> _WHAT YOU HAVE TO DO_:
Reproduce the items below as a numbered list from the line containing "written like (97,380)." through the end of the items, skipping blank lines. Leave the pictures out of your answer.

> _Object pointing dataset rows_:

□ □ □ □ □

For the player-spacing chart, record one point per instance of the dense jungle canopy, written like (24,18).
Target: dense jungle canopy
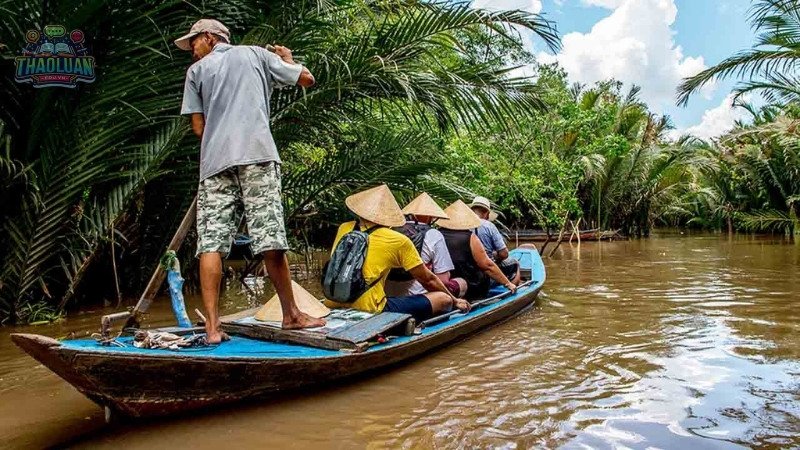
(424,96)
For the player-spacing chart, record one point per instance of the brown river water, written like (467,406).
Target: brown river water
(670,342)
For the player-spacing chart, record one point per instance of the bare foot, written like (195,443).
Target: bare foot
(301,320)
(215,337)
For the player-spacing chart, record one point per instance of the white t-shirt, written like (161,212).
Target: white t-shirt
(434,255)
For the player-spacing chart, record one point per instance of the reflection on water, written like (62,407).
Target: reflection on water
(671,342)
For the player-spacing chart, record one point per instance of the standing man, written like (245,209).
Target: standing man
(227,94)
(492,240)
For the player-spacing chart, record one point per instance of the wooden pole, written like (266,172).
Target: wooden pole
(133,317)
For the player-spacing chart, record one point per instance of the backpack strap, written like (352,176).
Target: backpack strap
(369,231)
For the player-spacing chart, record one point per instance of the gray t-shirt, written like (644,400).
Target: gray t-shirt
(490,237)
(231,86)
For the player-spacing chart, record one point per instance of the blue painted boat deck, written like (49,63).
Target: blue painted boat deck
(246,348)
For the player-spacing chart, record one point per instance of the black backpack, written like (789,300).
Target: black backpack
(416,232)
(343,276)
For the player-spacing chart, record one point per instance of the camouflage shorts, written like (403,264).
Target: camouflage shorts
(253,190)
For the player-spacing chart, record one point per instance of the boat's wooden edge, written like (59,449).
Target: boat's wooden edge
(291,336)
(33,342)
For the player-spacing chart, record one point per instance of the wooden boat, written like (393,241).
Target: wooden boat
(541,235)
(258,359)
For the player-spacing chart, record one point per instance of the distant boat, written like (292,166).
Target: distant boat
(541,235)
(261,359)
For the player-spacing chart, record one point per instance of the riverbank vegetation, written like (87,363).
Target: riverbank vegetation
(421,95)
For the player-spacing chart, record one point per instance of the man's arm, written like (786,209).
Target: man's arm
(198,124)
(306,79)
(502,254)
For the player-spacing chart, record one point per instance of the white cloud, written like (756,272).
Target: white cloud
(610,4)
(715,121)
(635,45)
(531,6)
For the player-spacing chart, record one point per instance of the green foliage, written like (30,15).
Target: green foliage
(770,66)
(110,163)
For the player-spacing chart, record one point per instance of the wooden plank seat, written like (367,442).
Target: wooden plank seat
(347,330)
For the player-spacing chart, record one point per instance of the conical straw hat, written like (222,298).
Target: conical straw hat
(376,205)
(272,312)
(424,205)
(461,217)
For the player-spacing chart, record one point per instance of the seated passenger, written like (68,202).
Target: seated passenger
(421,213)
(469,257)
(377,211)
(492,240)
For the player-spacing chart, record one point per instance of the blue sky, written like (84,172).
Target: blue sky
(653,43)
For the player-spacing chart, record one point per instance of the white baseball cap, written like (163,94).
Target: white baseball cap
(203,26)
(483,202)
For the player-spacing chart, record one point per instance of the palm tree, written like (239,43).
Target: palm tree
(770,66)
(90,153)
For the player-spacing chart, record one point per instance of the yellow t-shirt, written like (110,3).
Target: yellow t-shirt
(387,250)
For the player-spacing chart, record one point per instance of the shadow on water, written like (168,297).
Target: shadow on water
(670,342)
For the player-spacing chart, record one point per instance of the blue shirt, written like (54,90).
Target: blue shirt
(490,237)
(232,86)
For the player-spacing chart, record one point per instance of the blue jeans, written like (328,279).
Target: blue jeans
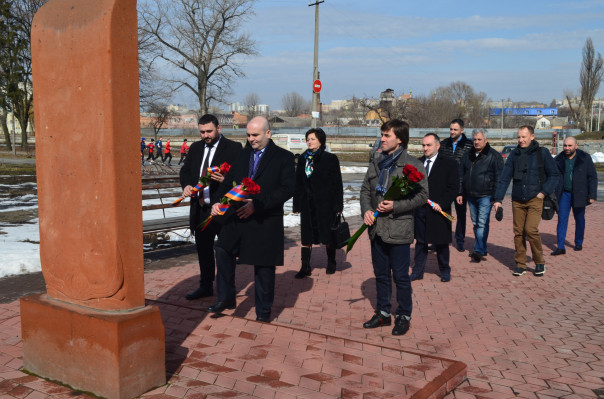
(391,262)
(564,205)
(480,212)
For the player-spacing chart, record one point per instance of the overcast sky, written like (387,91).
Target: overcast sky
(523,50)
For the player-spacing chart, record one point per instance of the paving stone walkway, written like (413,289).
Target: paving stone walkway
(520,337)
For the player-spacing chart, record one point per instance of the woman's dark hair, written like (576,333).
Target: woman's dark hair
(321,136)
(400,128)
(208,118)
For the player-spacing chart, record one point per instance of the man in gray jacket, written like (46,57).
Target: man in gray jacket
(391,233)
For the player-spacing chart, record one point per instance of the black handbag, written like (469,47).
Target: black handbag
(550,207)
(340,232)
(550,201)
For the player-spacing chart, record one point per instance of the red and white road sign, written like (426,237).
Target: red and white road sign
(316,86)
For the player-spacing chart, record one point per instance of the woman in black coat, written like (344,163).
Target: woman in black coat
(319,198)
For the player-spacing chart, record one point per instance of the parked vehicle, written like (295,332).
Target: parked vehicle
(375,148)
(505,152)
(295,143)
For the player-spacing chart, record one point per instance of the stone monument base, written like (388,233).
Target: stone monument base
(116,355)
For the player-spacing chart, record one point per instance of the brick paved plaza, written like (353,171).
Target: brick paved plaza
(485,334)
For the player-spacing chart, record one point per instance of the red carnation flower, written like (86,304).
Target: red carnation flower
(415,176)
(249,186)
(224,168)
(408,169)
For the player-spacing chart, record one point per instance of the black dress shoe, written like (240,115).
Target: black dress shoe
(378,320)
(200,293)
(401,325)
(218,307)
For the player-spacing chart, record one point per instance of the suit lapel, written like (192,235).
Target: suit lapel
(216,159)
(264,159)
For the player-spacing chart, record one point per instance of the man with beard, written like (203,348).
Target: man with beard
(479,173)
(524,166)
(577,188)
(253,228)
(212,150)
(456,147)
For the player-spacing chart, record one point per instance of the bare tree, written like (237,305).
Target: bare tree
(160,116)
(17,16)
(394,108)
(294,104)
(251,103)
(590,78)
(152,88)
(201,40)
(470,105)
(430,111)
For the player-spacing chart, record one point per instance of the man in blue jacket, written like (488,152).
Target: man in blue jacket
(577,188)
(524,166)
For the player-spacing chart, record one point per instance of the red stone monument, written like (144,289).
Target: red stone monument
(91,330)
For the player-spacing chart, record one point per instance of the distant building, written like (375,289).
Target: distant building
(524,111)
(243,109)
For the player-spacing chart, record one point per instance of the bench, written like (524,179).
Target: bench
(158,193)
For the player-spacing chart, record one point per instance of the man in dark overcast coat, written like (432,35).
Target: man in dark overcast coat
(253,229)
(430,225)
(212,150)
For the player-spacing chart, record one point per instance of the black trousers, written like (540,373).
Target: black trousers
(421,247)
(204,242)
(264,282)
(460,226)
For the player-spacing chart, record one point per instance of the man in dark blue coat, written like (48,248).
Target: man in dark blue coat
(212,150)
(430,225)
(456,147)
(253,228)
(577,188)
(524,166)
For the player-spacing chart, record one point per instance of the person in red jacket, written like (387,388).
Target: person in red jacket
(167,153)
(183,151)
(150,148)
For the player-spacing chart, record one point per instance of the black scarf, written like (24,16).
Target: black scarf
(387,165)
(521,166)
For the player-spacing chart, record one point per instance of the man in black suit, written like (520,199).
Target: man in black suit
(253,229)
(430,225)
(455,147)
(212,150)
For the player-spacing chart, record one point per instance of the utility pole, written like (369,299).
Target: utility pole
(502,119)
(14,135)
(599,112)
(315,74)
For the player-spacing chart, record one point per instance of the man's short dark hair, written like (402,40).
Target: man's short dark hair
(321,136)
(208,118)
(528,127)
(436,138)
(400,128)
(458,121)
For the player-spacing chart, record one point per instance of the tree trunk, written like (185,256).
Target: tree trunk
(23,118)
(3,116)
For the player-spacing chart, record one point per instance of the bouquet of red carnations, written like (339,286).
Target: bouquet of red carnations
(204,181)
(400,187)
(238,193)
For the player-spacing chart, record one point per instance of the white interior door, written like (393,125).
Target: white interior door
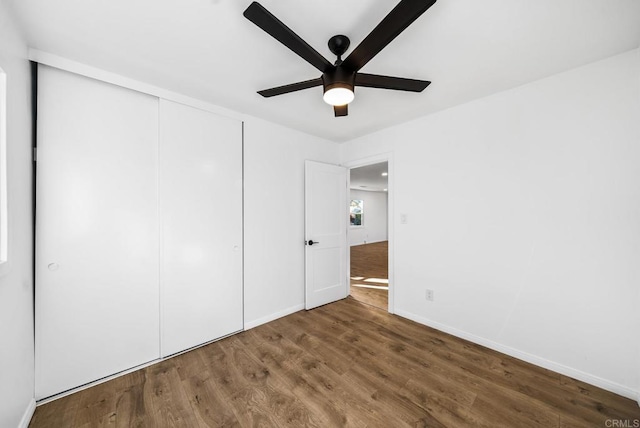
(97,298)
(326,217)
(201,226)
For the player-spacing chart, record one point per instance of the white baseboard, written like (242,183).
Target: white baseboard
(252,324)
(530,358)
(28,414)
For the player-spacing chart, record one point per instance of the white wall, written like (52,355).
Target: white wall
(274,217)
(374,228)
(16,279)
(523,213)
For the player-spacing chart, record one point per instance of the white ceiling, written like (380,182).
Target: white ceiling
(206,49)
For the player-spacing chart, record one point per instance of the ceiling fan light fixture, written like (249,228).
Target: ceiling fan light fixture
(338,95)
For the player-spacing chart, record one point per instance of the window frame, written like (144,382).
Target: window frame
(4,212)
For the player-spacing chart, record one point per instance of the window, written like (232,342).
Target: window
(3,167)
(356,211)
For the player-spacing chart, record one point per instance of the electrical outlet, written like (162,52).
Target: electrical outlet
(429,295)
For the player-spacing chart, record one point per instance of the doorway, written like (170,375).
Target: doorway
(369,234)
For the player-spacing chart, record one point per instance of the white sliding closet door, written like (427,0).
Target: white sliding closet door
(97,295)
(201,226)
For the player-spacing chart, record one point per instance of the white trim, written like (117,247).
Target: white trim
(524,356)
(370,160)
(28,414)
(4,209)
(248,325)
(61,63)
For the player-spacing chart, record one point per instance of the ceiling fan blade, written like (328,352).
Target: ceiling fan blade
(339,111)
(389,28)
(388,82)
(274,27)
(285,89)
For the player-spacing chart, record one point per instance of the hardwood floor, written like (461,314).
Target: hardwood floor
(370,261)
(346,364)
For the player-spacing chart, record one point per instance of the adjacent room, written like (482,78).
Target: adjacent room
(321,213)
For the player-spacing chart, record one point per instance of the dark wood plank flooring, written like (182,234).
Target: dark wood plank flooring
(346,364)
(370,261)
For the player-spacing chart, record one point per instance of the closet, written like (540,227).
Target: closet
(138,229)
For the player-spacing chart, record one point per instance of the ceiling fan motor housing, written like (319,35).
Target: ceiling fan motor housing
(338,77)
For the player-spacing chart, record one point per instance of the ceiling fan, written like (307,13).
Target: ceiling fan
(339,79)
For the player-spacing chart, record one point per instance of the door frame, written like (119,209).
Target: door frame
(370,160)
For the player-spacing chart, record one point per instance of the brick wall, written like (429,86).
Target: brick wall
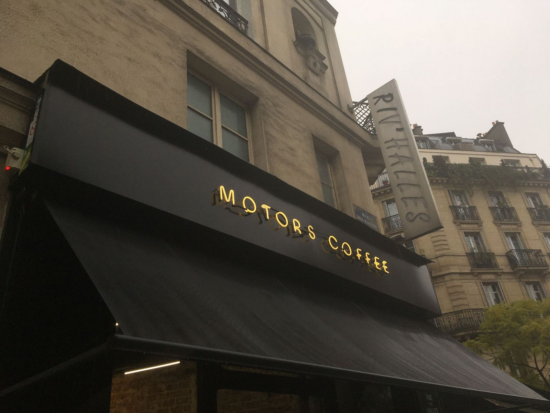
(233,401)
(167,390)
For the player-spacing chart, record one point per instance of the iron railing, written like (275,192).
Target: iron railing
(504,214)
(526,259)
(362,113)
(427,144)
(482,260)
(382,181)
(539,214)
(392,223)
(465,213)
(460,321)
(229,14)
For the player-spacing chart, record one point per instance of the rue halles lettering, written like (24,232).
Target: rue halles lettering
(403,165)
(291,227)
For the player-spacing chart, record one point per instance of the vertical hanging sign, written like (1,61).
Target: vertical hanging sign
(413,195)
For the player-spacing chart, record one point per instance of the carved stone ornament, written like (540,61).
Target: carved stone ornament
(307,47)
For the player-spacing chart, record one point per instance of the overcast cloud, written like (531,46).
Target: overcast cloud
(460,64)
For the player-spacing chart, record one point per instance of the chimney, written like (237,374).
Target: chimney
(417,130)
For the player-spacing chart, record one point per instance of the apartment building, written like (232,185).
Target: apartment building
(493,201)
(184,229)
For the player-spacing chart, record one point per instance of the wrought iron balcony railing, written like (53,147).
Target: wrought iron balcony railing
(465,213)
(461,321)
(229,14)
(526,259)
(504,214)
(482,259)
(382,181)
(392,223)
(539,214)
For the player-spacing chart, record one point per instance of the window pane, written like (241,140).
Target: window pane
(328,195)
(459,198)
(199,95)
(199,125)
(235,144)
(391,208)
(324,171)
(233,116)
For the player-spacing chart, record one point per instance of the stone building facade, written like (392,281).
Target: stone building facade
(277,63)
(493,202)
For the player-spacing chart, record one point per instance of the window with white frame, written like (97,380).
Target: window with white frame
(217,118)
(535,291)
(390,208)
(410,246)
(459,198)
(497,199)
(513,239)
(325,175)
(493,293)
(534,200)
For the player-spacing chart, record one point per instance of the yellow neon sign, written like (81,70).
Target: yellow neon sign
(330,244)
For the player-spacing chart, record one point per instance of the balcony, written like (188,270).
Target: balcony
(504,214)
(392,224)
(539,214)
(382,181)
(361,110)
(482,259)
(228,14)
(526,259)
(465,213)
(461,322)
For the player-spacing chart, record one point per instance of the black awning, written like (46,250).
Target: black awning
(183,289)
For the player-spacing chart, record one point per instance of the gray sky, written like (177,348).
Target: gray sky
(460,64)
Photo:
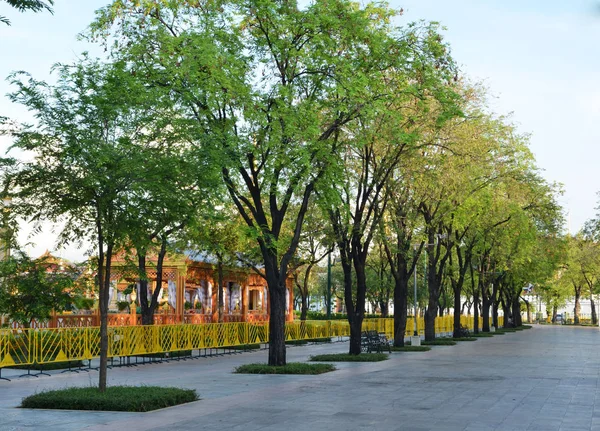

□ □ □ □ □

> _TASK ANSWER_:
1. For the player-spacing chart, record one point per instance of the window with white frame, written like (97,380).
2. Target: window with white frame
3. (217,118)
4. (535,291)
5. (390,208)
6. (410,246)
7. (459,198)
8. (497,199)
9. (513,239)
10. (325,175)
11. (493,293)
12. (534,200)
13. For the player-spacing chart, record one point per instance of the yellow neon sign, written like (81,70).
14. Target: yellow neon sign
15. (330,244)
16. For the player-spacing chart, record one point per instance of the balcony, written like (188,270).
17. Target: balcony
18. (504,214)
19. (392,224)
20. (539,214)
21. (382,181)
22. (361,110)
23. (482,259)
24. (228,14)
25. (526,259)
26. (465,213)
27. (461,322)
28. For the player-spacing chart, record one point per instance of the black awning, written like (46,250).
29. Target: black awning
30. (183,289)
31. For the player-spacing chart, record one point per instance of the gray sky, written like (177,348).
32. Target: gray sky
33. (460,64)
34. Photo:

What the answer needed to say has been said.